(Referring expression pointing data)
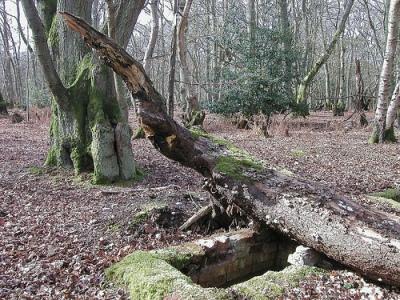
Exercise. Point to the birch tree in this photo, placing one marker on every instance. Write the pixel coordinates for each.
(155, 24)
(89, 130)
(193, 115)
(380, 132)
(302, 89)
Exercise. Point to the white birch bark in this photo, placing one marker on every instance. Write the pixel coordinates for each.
(378, 135)
(155, 25)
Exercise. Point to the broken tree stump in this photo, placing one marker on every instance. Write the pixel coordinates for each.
(360, 237)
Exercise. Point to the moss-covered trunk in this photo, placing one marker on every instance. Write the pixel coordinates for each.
(90, 135)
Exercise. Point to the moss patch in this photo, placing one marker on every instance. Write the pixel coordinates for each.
(393, 194)
(35, 170)
(389, 136)
(234, 162)
(148, 275)
(297, 153)
(389, 196)
(272, 285)
(156, 275)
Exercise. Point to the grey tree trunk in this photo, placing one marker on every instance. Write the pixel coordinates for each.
(155, 24)
(287, 45)
(314, 215)
(3, 105)
(302, 89)
(380, 133)
(193, 115)
(88, 132)
(172, 63)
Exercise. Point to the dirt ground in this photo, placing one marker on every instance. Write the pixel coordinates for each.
(59, 233)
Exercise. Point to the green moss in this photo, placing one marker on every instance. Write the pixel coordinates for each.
(140, 217)
(393, 194)
(51, 159)
(234, 162)
(35, 170)
(297, 153)
(389, 136)
(236, 167)
(272, 285)
(147, 275)
(53, 38)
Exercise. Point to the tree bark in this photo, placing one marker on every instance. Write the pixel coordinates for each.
(193, 115)
(302, 89)
(155, 24)
(359, 98)
(287, 46)
(87, 131)
(361, 238)
(3, 105)
(172, 63)
(380, 134)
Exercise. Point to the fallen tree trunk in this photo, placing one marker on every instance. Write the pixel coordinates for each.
(364, 239)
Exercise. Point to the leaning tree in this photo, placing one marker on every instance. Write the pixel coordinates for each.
(89, 125)
(358, 236)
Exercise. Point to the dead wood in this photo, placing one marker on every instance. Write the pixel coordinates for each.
(362, 238)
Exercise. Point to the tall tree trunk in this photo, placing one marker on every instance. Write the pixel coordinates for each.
(379, 133)
(193, 115)
(155, 24)
(3, 105)
(302, 89)
(172, 63)
(87, 131)
(287, 46)
(251, 25)
(359, 237)
(359, 97)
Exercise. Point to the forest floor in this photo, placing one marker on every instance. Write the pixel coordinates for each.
(59, 232)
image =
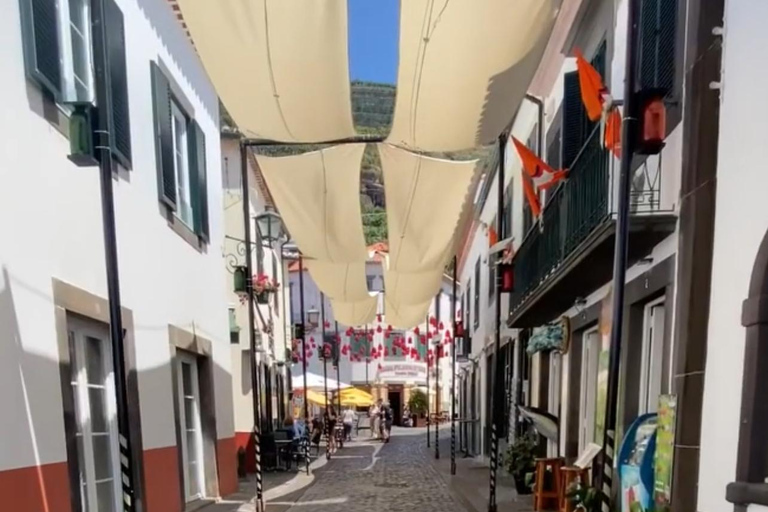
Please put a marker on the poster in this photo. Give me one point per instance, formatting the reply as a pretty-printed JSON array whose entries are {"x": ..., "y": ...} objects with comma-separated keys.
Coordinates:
[{"x": 665, "y": 452}]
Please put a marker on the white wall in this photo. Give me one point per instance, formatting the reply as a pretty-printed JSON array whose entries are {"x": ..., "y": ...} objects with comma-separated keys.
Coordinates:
[
  {"x": 51, "y": 227},
  {"x": 741, "y": 219}
]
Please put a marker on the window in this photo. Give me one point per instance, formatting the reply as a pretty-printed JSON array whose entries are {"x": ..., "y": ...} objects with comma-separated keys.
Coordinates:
[
  {"x": 191, "y": 426},
  {"x": 180, "y": 151},
  {"x": 476, "y": 322},
  {"x": 58, "y": 56},
  {"x": 180, "y": 157},
  {"x": 652, "y": 361},
  {"x": 96, "y": 416},
  {"x": 588, "y": 391},
  {"x": 658, "y": 33}
]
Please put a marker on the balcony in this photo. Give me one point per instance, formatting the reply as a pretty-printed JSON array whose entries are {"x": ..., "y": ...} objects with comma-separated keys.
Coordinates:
[{"x": 570, "y": 253}]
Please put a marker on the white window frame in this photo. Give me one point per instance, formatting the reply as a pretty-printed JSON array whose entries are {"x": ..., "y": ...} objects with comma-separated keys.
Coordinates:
[
  {"x": 78, "y": 331},
  {"x": 590, "y": 361},
  {"x": 191, "y": 360},
  {"x": 553, "y": 399},
  {"x": 652, "y": 358},
  {"x": 181, "y": 163},
  {"x": 67, "y": 57}
]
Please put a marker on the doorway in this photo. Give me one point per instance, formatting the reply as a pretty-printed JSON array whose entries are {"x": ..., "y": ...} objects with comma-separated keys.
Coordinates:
[
  {"x": 395, "y": 399},
  {"x": 188, "y": 388}
]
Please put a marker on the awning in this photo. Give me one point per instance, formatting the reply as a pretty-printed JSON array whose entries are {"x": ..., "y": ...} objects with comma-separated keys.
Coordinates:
[
  {"x": 464, "y": 68},
  {"x": 280, "y": 67}
]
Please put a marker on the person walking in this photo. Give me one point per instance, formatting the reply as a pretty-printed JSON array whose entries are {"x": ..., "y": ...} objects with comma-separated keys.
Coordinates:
[
  {"x": 349, "y": 417},
  {"x": 375, "y": 417},
  {"x": 331, "y": 418}
]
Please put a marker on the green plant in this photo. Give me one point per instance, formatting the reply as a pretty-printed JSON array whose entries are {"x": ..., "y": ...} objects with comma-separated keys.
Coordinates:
[
  {"x": 584, "y": 497},
  {"x": 519, "y": 459},
  {"x": 417, "y": 402}
]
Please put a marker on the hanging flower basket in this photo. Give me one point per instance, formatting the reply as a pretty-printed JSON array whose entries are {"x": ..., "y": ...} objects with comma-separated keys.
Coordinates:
[{"x": 552, "y": 336}]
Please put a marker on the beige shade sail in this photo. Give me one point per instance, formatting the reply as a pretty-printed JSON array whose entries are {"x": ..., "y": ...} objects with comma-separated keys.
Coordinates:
[
  {"x": 355, "y": 313},
  {"x": 426, "y": 200},
  {"x": 279, "y": 66},
  {"x": 464, "y": 68},
  {"x": 318, "y": 196}
]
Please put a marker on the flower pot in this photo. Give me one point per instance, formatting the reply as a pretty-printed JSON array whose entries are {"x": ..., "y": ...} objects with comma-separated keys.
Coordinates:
[{"x": 520, "y": 485}]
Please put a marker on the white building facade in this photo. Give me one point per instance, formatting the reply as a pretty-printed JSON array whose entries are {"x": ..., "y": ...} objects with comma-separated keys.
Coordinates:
[{"x": 60, "y": 446}]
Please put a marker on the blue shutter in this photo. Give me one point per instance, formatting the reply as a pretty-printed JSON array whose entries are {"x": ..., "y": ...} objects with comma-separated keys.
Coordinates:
[
  {"x": 120, "y": 125},
  {"x": 40, "y": 29},
  {"x": 161, "y": 100}
]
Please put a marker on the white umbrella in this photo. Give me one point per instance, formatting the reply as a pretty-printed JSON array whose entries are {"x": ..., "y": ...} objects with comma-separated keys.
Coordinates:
[{"x": 316, "y": 382}]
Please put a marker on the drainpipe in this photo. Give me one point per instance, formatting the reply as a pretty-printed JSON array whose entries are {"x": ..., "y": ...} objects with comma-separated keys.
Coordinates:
[
  {"x": 628, "y": 138},
  {"x": 104, "y": 154}
]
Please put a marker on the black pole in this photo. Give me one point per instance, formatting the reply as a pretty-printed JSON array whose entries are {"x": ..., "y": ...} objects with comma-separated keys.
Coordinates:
[
  {"x": 256, "y": 391},
  {"x": 103, "y": 145},
  {"x": 438, "y": 349},
  {"x": 337, "y": 355},
  {"x": 496, "y": 395},
  {"x": 453, "y": 372},
  {"x": 429, "y": 441},
  {"x": 326, "y": 418},
  {"x": 304, "y": 353},
  {"x": 628, "y": 139}
]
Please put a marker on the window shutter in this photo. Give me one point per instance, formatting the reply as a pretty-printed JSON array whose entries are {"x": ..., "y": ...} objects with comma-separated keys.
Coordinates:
[
  {"x": 40, "y": 27},
  {"x": 658, "y": 29},
  {"x": 118, "y": 84},
  {"x": 161, "y": 99},
  {"x": 198, "y": 179},
  {"x": 573, "y": 118}
]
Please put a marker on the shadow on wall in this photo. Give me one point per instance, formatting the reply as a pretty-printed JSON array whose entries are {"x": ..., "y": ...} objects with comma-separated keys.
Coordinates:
[{"x": 30, "y": 387}]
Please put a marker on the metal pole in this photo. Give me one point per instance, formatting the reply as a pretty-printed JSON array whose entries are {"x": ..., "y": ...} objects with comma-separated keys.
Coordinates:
[
  {"x": 103, "y": 145},
  {"x": 326, "y": 417},
  {"x": 496, "y": 395},
  {"x": 256, "y": 390},
  {"x": 304, "y": 353},
  {"x": 453, "y": 372},
  {"x": 438, "y": 349},
  {"x": 628, "y": 139},
  {"x": 429, "y": 441},
  {"x": 338, "y": 373}
]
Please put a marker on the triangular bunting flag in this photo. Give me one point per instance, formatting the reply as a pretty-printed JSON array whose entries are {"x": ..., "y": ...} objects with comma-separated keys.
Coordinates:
[{"x": 592, "y": 88}]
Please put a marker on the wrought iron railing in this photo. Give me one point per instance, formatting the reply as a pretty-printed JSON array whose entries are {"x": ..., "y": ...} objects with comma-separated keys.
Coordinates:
[{"x": 573, "y": 211}]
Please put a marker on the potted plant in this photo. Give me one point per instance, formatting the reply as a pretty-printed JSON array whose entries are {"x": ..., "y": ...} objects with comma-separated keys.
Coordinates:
[
  {"x": 519, "y": 461},
  {"x": 417, "y": 403},
  {"x": 583, "y": 497},
  {"x": 263, "y": 286}
]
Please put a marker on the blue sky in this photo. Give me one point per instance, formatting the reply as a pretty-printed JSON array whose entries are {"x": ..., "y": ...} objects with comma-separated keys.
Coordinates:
[{"x": 373, "y": 38}]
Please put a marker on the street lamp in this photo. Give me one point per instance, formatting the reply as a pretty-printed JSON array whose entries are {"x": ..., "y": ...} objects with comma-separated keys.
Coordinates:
[{"x": 270, "y": 226}]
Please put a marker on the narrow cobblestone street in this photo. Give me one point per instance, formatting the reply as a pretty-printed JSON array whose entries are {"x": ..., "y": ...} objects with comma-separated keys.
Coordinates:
[{"x": 372, "y": 477}]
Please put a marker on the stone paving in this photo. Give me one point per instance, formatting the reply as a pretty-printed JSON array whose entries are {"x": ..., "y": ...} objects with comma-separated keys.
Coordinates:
[{"x": 376, "y": 477}]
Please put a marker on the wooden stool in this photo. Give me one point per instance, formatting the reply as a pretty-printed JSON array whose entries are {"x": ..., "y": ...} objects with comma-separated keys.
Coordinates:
[
  {"x": 569, "y": 475},
  {"x": 540, "y": 494}
]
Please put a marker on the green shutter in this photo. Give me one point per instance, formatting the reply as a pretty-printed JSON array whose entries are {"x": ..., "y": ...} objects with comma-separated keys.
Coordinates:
[
  {"x": 40, "y": 30},
  {"x": 573, "y": 118},
  {"x": 161, "y": 101},
  {"x": 658, "y": 33},
  {"x": 120, "y": 126},
  {"x": 197, "y": 179}
]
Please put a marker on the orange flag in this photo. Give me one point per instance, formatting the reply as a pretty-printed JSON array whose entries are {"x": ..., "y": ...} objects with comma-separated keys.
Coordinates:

## Problem
All lines above from the line with "Please put a marker on the white building" through the line with "Please put a marker on the blue shutter", both included, are to be set down exactly, with nothing else.

## Answer box
Please put a marker on the white building facade in this photo. Give me one point per instance, formatting the reply as a pretty-printed JSON array whose entries are {"x": ..., "y": ...} objects with comma-separated keys.
Coordinates:
[{"x": 60, "y": 446}]
Please put a marker on the blue shutter in this photo. Give me one point per instance, formatting the reply as a pretty-printed JSON array whose entries are {"x": ..., "y": ...} objects with comma-separated keys.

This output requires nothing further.